Object position labeling rows
------------------------------------------------
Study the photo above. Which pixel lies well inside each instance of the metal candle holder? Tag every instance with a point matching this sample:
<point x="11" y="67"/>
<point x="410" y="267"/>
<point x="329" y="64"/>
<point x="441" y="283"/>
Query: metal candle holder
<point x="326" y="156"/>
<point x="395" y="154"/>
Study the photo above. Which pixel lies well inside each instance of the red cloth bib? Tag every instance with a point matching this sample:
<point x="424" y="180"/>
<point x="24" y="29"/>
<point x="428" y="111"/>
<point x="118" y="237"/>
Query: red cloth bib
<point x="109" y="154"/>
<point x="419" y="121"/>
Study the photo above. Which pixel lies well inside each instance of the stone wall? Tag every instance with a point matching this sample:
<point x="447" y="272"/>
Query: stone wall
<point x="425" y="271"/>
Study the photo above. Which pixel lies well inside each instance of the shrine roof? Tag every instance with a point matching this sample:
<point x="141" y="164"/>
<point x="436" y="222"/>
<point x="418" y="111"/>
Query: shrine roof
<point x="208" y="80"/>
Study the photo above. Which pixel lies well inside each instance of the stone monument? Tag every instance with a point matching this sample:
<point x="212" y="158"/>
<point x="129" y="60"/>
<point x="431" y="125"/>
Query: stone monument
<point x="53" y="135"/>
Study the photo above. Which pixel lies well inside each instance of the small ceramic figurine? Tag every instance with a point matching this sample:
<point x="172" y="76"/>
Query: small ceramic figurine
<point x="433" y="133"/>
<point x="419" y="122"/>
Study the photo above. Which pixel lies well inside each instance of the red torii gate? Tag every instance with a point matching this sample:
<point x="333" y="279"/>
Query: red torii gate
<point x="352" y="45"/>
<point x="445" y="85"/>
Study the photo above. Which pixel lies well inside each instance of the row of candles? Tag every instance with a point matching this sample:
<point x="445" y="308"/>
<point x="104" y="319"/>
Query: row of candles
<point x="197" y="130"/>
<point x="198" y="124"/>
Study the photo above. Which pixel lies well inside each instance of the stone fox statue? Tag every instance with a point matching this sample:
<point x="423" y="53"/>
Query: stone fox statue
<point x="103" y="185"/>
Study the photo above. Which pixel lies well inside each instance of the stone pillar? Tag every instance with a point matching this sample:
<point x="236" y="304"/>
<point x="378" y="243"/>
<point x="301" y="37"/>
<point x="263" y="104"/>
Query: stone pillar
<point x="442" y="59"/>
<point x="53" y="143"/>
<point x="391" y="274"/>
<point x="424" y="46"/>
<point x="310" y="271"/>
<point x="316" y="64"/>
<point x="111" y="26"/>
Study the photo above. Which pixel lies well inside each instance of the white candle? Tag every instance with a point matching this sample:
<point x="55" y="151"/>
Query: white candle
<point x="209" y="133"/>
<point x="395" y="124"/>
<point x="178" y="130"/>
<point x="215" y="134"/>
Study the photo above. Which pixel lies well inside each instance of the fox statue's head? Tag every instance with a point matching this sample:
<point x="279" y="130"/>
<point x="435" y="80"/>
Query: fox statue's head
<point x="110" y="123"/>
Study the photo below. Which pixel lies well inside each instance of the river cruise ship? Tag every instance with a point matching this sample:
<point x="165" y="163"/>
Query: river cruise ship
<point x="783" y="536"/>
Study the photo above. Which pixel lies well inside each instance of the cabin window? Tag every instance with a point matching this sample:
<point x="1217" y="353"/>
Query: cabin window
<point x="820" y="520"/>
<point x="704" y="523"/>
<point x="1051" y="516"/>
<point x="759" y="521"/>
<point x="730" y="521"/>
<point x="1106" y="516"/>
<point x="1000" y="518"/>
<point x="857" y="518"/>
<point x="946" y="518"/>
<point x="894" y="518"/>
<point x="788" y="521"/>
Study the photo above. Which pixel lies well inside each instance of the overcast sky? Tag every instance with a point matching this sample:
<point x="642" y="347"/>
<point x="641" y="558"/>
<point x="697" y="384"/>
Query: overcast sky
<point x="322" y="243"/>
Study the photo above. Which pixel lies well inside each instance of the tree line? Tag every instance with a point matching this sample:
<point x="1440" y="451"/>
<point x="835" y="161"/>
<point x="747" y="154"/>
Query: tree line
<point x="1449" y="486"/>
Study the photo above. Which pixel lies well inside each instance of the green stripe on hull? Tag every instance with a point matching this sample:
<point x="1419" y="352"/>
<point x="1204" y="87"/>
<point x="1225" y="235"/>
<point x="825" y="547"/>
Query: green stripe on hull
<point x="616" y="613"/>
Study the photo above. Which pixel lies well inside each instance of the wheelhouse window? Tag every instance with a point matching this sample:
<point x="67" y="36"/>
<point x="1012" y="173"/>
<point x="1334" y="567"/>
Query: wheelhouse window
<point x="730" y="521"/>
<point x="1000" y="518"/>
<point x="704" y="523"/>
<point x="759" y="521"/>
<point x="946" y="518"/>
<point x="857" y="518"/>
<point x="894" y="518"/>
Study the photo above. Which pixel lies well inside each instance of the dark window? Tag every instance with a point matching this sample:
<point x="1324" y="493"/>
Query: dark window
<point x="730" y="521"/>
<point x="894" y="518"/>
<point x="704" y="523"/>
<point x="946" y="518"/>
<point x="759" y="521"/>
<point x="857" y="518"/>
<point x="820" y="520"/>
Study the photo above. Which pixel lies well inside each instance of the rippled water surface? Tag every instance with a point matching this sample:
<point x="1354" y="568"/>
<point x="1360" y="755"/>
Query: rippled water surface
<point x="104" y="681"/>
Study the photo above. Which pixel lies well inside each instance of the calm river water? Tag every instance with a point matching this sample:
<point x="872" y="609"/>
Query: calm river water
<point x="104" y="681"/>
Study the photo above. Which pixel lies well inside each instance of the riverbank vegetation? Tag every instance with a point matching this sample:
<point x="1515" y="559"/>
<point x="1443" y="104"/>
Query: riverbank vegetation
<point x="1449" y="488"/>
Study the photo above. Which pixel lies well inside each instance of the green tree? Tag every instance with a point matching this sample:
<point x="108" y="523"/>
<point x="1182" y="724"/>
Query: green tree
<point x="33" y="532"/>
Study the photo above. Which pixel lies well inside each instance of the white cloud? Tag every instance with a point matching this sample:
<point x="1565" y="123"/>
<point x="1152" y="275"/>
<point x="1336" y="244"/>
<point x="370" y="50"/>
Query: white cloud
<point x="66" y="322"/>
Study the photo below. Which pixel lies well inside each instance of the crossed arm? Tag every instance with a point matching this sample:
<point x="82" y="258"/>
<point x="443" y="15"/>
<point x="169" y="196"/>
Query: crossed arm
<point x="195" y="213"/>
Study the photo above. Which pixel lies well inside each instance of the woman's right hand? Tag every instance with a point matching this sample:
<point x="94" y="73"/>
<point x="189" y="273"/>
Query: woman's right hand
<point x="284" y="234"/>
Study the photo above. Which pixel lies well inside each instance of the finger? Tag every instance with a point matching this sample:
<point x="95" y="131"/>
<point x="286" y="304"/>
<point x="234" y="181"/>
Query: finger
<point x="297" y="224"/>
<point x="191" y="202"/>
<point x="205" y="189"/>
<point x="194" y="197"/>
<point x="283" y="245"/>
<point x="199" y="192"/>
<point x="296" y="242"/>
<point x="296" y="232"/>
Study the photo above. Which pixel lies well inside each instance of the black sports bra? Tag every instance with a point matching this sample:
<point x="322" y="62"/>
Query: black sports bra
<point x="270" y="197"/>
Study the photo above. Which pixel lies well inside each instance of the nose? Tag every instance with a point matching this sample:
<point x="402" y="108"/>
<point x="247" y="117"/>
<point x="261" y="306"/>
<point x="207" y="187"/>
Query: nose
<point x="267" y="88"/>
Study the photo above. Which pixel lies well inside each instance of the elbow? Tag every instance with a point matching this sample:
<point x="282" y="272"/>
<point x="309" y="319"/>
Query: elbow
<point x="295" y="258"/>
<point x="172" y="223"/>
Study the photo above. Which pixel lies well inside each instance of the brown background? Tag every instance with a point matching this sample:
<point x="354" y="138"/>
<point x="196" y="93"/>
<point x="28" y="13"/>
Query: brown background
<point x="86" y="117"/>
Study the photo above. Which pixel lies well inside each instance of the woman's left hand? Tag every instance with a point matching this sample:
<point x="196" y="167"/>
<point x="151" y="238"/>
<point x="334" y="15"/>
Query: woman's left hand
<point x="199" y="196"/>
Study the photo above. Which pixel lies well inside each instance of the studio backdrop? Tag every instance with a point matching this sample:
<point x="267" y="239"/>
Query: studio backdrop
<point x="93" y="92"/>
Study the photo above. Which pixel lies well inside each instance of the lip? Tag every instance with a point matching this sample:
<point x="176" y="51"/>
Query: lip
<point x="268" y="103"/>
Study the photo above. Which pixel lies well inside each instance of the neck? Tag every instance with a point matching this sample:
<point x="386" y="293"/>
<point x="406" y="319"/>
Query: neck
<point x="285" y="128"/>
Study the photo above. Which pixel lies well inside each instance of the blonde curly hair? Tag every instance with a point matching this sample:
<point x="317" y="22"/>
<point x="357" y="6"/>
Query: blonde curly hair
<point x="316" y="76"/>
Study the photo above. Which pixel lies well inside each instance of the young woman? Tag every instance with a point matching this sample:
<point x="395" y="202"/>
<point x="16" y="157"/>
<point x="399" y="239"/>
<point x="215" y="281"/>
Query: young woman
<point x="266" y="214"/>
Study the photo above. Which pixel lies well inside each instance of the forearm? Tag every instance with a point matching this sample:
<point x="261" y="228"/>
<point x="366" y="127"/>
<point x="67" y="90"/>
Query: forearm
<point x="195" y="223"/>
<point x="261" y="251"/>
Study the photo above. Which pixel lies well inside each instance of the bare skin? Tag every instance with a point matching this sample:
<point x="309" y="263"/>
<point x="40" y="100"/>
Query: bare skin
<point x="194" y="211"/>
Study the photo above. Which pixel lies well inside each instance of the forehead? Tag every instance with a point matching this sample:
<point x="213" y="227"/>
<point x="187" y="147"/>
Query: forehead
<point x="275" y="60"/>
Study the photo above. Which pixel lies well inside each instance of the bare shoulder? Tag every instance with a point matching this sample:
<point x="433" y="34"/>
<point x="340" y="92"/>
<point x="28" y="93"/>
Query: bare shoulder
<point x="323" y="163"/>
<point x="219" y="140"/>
------------------------------------------------
**The request:**
Swap "Tag" for "Mark" in the lines running from the one containing "of the forehead?" through the end of the rows, both ends included. Reproduce those lines with everything else unchanged.

**Worked solution:**
Study the photo above. Which pixel lies well inside each instance of the forehead? Mark every instance with a point matching this sample:
<point x="213" y="227"/>
<point x="187" y="147"/>
Query: forehead
<point x="275" y="60"/>
Study the photo above. Which pixel lies well inside each instance of the bare shoulder? Mark every instance with a point matching this sample:
<point x="433" y="34"/>
<point x="340" y="92"/>
<point x="28" y="93"/>
Query: bare shoulder
<point x="323" y="163"/>
<point x="219" y="140"/>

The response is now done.